MUMS ON THE REBOUND
By Marigay Black
Grayson County Master Gardener
We all enjoy the infusion of fall colors from our Chrysanthemums, whether in pots or in the ground, but three to four weeks after they’ve bloomed, we see the blooms and leaves fade to brown and become dry. The genus Chrysanthemum is in the family Asteraceae and are a perennial plant that will regenerate from their roots. What’s the best way to help your mums on the rebound?
Whether your plants are in the ground or in a pot, you can leave them all winter just as they are – brown stems and all. If you want to trim off the unsightly dead stems, trim them down to an inch or two above the soil line. These cut stems can be put into your compost bin if you have one. The roots need to be protected from our coldest temperatures with an inch or two of mulch or dry leaves, keeping the soil around the plant evenly moist and not soggy. In early Spring, the new growth will be visible at the crown of the plant where you’ll see new shoots beginning to emerge.
The mums will grow strongest in slightly acidic soil with an application of nitrogen and potassium when you see these little leaves emerging, usually in March. A time-released fertilizer works well so the roots will receive nutrients during their growth and may even put on new buds early in the season for a Springtime show. The blooms of mums respond to the number of hours of light in the day and the cool temperatures, so depending on what our crazy North Texas weather delivers, you may enjoy an extra season of blooms. This early show of blooms can be trimmed back as soon as the stems die back but not later than July, and one more dose of fertilizer applied, so that the plant has time to put on new growth and blooms for the Fall.

+---+

> SET PROBLEM 1
Turn the paragraph of the article on mums that begins "Whether your plants are in the ground" into a short list that keeps its main facts.
> SET PROBLEM 2
Carry the article on mums forward, starting after its final sentence.
The records after the article on mums are separate material, unrelated to it.

(Annotated coordinate records)
+---+

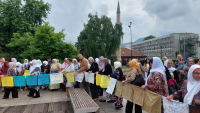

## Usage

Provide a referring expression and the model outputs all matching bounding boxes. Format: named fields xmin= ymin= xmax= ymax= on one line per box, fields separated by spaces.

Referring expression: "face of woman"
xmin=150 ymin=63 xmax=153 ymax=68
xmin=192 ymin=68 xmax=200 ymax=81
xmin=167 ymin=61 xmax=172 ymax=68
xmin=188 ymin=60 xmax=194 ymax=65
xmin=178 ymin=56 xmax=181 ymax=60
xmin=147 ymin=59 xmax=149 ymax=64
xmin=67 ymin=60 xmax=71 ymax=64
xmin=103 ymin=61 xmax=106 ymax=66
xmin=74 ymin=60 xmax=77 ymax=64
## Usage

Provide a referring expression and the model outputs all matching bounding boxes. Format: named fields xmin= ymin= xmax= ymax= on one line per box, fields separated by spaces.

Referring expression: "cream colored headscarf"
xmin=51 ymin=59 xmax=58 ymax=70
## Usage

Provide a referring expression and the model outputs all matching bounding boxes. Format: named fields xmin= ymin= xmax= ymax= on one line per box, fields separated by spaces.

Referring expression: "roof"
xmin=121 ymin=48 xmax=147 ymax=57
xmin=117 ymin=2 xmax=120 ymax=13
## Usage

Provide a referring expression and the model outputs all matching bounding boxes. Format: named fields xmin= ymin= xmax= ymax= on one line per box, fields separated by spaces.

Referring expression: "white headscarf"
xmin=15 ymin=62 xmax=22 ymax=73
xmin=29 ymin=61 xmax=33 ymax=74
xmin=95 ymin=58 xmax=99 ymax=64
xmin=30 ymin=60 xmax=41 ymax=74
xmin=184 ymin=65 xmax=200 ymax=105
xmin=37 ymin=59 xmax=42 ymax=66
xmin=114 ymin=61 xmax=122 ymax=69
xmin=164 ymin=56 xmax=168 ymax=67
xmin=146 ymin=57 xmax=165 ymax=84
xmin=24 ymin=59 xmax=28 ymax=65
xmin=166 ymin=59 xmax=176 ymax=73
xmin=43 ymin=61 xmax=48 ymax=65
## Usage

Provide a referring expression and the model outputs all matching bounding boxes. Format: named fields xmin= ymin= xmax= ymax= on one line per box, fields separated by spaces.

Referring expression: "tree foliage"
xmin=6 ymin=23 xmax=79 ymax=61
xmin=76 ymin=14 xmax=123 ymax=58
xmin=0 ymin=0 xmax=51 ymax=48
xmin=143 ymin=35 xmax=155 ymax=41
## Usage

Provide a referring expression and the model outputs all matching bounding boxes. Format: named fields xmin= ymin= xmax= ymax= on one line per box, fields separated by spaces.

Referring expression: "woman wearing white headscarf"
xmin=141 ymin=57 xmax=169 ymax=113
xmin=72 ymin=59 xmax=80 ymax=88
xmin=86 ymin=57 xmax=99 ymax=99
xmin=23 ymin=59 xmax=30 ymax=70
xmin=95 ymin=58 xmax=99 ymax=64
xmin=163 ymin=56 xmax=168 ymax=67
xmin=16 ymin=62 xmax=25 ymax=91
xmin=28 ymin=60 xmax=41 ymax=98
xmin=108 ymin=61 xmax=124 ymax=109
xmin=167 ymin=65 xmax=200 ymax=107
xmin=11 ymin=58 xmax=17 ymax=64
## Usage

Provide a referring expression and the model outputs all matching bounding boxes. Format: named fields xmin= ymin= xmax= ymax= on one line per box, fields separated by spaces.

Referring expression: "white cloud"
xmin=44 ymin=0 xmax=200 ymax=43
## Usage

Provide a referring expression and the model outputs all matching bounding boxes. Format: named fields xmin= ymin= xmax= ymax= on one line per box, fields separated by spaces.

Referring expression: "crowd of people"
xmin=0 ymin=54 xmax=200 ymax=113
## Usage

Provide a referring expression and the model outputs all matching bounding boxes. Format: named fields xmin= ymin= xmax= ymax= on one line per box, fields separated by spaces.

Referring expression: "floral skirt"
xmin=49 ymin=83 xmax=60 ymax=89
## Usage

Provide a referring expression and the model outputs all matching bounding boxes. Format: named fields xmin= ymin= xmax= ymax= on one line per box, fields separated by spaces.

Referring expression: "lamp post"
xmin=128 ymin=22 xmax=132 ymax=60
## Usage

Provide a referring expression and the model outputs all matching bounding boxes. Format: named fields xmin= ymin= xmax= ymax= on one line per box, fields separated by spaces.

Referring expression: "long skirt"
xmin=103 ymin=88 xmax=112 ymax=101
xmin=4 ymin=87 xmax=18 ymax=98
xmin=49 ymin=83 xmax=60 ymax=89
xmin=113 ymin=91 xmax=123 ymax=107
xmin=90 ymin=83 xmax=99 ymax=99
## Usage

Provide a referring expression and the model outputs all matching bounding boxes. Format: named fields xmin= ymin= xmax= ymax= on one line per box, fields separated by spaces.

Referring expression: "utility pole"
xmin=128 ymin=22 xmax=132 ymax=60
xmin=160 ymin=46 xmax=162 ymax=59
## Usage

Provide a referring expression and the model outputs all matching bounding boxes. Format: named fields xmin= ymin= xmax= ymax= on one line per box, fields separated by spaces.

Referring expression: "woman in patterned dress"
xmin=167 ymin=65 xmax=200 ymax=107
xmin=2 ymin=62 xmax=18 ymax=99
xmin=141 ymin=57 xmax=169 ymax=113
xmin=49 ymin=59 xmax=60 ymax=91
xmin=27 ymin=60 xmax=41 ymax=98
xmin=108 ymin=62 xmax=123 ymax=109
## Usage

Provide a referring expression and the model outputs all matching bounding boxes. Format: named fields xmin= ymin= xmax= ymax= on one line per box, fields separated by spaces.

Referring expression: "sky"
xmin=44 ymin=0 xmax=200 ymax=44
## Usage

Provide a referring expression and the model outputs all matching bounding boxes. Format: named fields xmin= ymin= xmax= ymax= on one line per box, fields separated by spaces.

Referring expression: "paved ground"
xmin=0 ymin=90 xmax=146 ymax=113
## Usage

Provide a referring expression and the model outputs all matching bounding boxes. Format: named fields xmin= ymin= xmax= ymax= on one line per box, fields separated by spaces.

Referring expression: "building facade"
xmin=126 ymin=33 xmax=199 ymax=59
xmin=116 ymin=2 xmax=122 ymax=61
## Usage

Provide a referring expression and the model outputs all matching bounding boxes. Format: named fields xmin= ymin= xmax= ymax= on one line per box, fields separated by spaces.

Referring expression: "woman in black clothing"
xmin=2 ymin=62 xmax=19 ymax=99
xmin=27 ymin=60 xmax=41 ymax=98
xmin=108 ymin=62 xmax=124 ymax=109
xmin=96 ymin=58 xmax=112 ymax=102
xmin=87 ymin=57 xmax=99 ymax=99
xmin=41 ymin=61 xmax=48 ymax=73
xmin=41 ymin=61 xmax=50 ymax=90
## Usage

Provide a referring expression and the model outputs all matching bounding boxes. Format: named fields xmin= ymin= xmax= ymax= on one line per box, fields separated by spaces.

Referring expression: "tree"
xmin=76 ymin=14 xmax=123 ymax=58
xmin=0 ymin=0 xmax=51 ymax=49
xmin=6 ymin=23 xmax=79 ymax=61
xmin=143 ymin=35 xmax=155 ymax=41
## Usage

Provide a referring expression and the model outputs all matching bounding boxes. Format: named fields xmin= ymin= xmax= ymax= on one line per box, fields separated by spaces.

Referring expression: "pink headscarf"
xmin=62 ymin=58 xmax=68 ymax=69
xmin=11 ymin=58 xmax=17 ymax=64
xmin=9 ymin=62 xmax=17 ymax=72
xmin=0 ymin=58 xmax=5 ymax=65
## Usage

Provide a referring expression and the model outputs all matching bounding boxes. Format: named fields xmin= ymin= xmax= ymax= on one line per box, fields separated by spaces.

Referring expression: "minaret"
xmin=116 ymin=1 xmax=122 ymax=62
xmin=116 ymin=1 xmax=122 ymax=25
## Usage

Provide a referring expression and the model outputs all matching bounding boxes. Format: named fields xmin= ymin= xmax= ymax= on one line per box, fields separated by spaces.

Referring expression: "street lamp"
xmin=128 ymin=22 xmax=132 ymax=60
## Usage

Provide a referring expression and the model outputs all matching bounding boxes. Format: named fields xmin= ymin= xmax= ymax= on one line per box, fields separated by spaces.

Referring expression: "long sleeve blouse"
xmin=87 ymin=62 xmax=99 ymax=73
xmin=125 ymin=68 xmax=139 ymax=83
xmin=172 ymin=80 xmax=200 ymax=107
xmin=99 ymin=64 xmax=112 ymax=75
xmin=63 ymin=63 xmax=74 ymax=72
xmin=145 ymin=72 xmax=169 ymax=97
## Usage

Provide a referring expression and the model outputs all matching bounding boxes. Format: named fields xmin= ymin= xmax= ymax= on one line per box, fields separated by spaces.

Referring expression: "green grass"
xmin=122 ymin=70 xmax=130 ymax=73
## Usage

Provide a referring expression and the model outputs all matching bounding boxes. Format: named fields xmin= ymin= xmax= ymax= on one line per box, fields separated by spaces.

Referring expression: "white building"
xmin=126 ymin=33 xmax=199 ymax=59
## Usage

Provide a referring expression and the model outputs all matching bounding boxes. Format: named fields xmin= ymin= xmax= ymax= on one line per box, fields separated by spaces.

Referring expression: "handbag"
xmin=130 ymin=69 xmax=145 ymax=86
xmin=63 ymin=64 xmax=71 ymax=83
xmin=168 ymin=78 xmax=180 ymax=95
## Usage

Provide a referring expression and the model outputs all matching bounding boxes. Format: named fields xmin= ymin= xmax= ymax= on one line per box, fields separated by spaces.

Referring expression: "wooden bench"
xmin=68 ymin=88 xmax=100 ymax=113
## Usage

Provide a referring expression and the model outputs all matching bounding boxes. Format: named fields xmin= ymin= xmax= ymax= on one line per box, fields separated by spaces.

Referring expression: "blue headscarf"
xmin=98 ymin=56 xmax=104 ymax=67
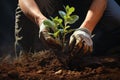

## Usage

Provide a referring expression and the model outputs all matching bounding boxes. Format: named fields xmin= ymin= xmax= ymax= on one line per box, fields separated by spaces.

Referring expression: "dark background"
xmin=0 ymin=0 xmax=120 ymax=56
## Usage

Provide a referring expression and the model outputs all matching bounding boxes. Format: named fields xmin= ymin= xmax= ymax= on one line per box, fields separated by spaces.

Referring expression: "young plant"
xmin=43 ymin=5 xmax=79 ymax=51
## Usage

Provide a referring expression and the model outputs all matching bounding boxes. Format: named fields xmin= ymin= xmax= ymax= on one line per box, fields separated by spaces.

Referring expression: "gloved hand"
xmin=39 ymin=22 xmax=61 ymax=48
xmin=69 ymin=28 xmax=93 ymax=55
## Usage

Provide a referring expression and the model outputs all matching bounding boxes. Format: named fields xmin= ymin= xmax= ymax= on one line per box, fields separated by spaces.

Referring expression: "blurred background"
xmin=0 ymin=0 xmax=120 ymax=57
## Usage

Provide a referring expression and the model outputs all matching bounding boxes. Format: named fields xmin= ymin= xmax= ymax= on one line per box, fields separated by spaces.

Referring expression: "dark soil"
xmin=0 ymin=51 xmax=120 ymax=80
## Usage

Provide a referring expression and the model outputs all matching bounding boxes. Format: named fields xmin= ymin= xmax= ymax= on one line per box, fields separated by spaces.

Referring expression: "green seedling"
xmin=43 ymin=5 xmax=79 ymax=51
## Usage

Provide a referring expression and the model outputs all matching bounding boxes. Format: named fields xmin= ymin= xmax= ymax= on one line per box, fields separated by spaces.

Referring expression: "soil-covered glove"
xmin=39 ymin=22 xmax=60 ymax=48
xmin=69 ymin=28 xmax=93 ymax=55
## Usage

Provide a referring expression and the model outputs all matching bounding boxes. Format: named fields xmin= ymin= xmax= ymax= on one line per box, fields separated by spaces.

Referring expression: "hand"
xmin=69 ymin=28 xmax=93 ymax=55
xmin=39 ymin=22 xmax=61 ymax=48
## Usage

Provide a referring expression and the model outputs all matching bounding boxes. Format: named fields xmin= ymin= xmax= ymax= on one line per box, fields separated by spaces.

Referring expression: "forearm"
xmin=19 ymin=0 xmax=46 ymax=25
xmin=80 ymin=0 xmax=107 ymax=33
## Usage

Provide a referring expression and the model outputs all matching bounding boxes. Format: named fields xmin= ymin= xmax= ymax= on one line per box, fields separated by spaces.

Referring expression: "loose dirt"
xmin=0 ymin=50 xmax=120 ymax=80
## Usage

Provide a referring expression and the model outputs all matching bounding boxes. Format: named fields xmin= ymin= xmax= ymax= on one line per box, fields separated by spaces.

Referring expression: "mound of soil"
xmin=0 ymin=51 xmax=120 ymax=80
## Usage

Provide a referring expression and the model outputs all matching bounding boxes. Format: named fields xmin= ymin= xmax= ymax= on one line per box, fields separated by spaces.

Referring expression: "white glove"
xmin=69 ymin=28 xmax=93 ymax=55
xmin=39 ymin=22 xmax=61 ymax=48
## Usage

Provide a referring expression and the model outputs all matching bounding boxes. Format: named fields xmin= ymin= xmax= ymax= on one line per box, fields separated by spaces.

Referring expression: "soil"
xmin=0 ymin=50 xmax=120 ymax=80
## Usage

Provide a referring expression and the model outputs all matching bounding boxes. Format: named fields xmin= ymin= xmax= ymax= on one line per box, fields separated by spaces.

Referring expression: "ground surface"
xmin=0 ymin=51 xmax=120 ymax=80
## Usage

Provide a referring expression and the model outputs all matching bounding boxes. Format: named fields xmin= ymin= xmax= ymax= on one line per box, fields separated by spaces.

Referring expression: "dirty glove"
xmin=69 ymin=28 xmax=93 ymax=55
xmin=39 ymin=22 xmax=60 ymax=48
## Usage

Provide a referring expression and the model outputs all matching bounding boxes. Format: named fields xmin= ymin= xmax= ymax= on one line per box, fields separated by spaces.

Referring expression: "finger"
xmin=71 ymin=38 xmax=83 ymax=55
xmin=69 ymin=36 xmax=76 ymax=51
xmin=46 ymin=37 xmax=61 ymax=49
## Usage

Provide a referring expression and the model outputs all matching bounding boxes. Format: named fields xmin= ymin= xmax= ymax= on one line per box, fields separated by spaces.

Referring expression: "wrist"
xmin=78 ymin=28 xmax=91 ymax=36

+---+

> EXERCISE RESULT 1
- Whether in the ground or in a pot, mums can be left as they are all winter, brown stems included.
- If you trim the dead stems, cut them down to an inch or two above the soil line.
- The cut stems can go into a compost bin if you have one.
- Protect the roots from the coldest temperatures with an inch or two of mulch or dry leaves.
- Keep the soil around the plant evenly moist, not soggy.
- In early spring, new shoots will begin to emerge at the crown of the plant.

> EXERCISE RESULT 2
Mums prefer full sun but not our Texas heat in late summer. That’s why mums in pots work well – you can move the pot to a location that provides some protection from the late afternoon sun that can cook the leaves and steal your Fall show. Mums planted in the ground can be located around other plants that will provide some shade or in an area of your flower beds that receive afternoon shade.
One more factor to consider in helping your mums on the rebound is that the potted plants we buy from our nurseries can become root bound very quickly – maybe even when you bring them home. If you water your plants but they don’t seem to respond – they just remain wilted looking – they could be root bound. If you want to repot your mums, you can remove the plant from the pot and replant into a pot that is at least one size larger than the original pot. If you want to divide your mums, gently remove them and separate the roots. You can choose new pots for your divisions or transplant them into the ground. With pots, choose a good potting soil, many of which are formulated with fertilizer and the right mix for good drainage. If you’re planting into the ground, look for inground soil.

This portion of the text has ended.